Job 1: Decide whether each statement below agrees with the Python metaclasses text. Answer yes or no for each and quote the deciding words from the text. (a) An object is described as an instance of a class. (b) Methods are described as data held in fields. (c) Printing ObjectCreator outputs a memory address.

Extract:
▬▬▬

Python metaclasses

Classes as objects

Object-oriented programming (OOP) is a programming paradigm based on the concept of “objects”, which may encapsulate data, in the form of fields, often known as attributes; and code, in the form of procedures, often known as methods.

Class is the blue print of objects, and it describes the common attributes and methods. An object is a instance of a class.

For example:

class ObjectCreator(object):
    pass

my_object = ObjectCreator()
my_object

<__main__.ObjectCreator object at 0x7fda8be489b0>

However, what gonna happen if we run the following code?

print(ObjectCreator)
<class '__main__.ObjectCreator'>

This object (the class) is itself capable of creating objects (the instances), and this is why it’s a class.

▬▬▬

Records for processing:
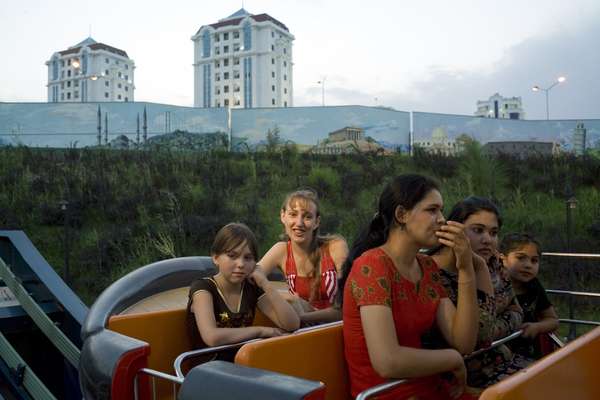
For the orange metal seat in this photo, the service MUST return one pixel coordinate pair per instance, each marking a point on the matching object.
(316, 354)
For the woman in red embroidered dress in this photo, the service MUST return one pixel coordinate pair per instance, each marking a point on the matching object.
(393, 294)
(310, 262)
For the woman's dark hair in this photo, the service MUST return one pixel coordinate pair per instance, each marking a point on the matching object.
(404, 191)
(471, 205)
(467, 207)
(515, 241)
(233, 235)
(306, 196)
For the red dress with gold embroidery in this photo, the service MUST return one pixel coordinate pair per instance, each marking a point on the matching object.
(374, 280)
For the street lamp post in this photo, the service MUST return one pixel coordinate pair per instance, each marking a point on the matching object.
(64, 206)
(571, 204)
(322, 83)
(537, 88)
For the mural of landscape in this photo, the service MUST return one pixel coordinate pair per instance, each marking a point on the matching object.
(428, 127)
(323, 130)
(319, 130)
(76, 124)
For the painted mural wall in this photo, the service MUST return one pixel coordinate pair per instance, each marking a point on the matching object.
(430, 127)
(320, 130)
(323, 130)
(76, 124)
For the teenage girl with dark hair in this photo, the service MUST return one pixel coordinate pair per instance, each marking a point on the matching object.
(221, 307)
(393, 294)
(500, 313)
(310, 262)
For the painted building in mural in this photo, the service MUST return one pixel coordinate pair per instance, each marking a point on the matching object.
(346, 141)
(90, 72)
(440, 143)
(500, 107)
(579, 139)
(243, 61)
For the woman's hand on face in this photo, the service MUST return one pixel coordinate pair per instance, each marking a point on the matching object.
(267, 331)
(453, 235)
(458, 384)
(478, 261)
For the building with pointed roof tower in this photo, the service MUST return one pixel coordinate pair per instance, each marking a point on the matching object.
(243, 61)
(90, 72)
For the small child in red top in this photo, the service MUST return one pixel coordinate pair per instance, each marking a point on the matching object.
(393, 294)
(521, 257)
(221, 307)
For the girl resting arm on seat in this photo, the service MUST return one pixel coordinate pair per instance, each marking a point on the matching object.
(222, 306)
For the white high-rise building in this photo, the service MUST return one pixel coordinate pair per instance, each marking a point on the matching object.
(243, 61)
(90, 72)
(500, 107)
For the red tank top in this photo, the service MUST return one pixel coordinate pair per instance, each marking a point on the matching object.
(300, 285)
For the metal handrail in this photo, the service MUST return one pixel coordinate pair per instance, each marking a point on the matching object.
(556, 339)
(573, 293)
(575, 255)
(578, 321)
(365, 394)
(208, 350)
(155, 374)
(372, 391)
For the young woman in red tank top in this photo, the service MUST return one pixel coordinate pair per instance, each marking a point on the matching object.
(310, 262)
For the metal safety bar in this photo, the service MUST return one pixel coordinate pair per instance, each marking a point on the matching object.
(378, 389)
(155, 374)
(494, 344)
(372, 391)
(210, 350)
(573, 293)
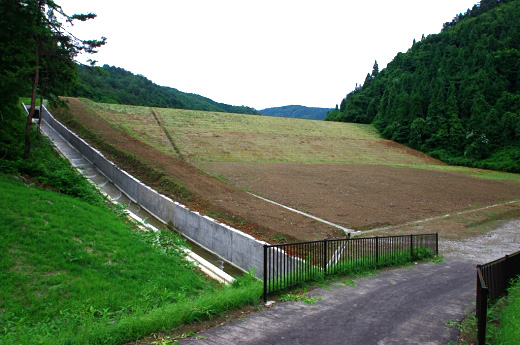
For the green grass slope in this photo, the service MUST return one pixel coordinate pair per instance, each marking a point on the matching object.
(453, 95)
(296, 112)
(112, 84)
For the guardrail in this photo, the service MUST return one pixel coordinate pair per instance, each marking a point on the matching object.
(493, 280)
(287, 265)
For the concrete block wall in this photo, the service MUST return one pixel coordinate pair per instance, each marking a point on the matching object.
(234, 246)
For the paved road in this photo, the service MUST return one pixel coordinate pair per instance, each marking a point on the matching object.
(400, 306)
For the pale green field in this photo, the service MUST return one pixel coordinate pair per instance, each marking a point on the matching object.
(219, 137)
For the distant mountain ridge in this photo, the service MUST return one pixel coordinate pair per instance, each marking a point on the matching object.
(110, 84)
(296, 112)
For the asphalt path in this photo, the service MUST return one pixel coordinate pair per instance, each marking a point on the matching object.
(400, 306)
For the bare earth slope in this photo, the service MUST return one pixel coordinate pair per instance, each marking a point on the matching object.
(272, 221)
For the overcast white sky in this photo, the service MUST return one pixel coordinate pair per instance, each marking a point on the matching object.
(259, 53)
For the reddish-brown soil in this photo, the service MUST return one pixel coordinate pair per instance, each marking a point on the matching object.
(353, 196)
(366, 196)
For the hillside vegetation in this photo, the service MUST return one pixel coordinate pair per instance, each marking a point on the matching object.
(454, 95)
(112, 84)
(296, 112)
(216, 137)
(74, 270)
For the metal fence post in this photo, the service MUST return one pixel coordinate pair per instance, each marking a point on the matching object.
(437, 243)
(325, 257)
(507, 269)
(265, 273)
(481, 309)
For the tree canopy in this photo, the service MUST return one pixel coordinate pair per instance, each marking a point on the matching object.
(454, 95)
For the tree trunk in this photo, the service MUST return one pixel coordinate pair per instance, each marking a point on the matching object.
(27, 150)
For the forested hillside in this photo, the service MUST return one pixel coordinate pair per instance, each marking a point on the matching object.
(454, 95)
(296, 112)
(111, 84)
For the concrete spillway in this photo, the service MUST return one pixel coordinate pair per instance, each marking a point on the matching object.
(137, 211)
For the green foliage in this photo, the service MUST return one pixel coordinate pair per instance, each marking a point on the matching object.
(296, 112)
(110, 84)
(506, 329)
(454, 95)
(74, 271)
(44, 165)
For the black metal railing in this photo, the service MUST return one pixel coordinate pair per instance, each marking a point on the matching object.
(493, 280)
(287, 265)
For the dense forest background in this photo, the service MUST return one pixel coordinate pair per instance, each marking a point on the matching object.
(296, 112)
(111, 84)
(454, 95)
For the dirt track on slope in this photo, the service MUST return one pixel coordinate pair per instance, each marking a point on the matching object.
(354, 196)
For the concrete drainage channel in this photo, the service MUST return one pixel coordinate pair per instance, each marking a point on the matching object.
(209, 262)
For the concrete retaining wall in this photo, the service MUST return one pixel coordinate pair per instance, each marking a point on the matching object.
(232, 245)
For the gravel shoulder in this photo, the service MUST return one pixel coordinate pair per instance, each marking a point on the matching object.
(401, 306)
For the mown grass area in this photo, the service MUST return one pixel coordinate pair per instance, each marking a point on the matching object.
(75, 270)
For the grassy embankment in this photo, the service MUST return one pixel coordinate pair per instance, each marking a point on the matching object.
(218, 137)
(505, 329)
(74, 271)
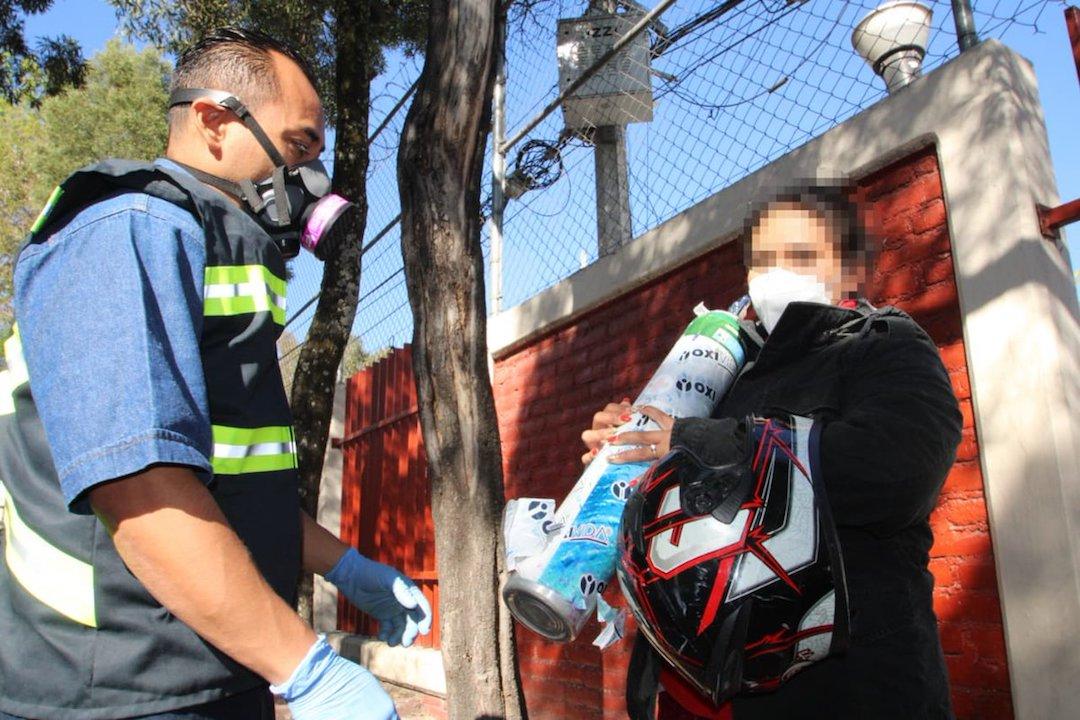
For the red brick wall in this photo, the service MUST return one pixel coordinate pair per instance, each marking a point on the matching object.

▬▬▬

Job 2: List every line of the entries above that contains the word "mural", copying each line in full.

Correct output 1:
(a) Yes: "An object is a instance of a class."
(b) No: "and code, in the form of procedures, often known as methods."
(c) No: "<class '__main__.ObjectCreator'>"

Correct output 2:
For the mural of landscape in this photo, the service MUST return one pixel coordinate pair per instance, each marking a point on the matching object.
For the painted mural wall in this photo, the service MUST return one pixel coordinate pair per instance, each marking a point on the matching object.
For the painted building in mural in this photo, the service MUST return one pixel coordinate pair per instance, each marking a point on the matching object.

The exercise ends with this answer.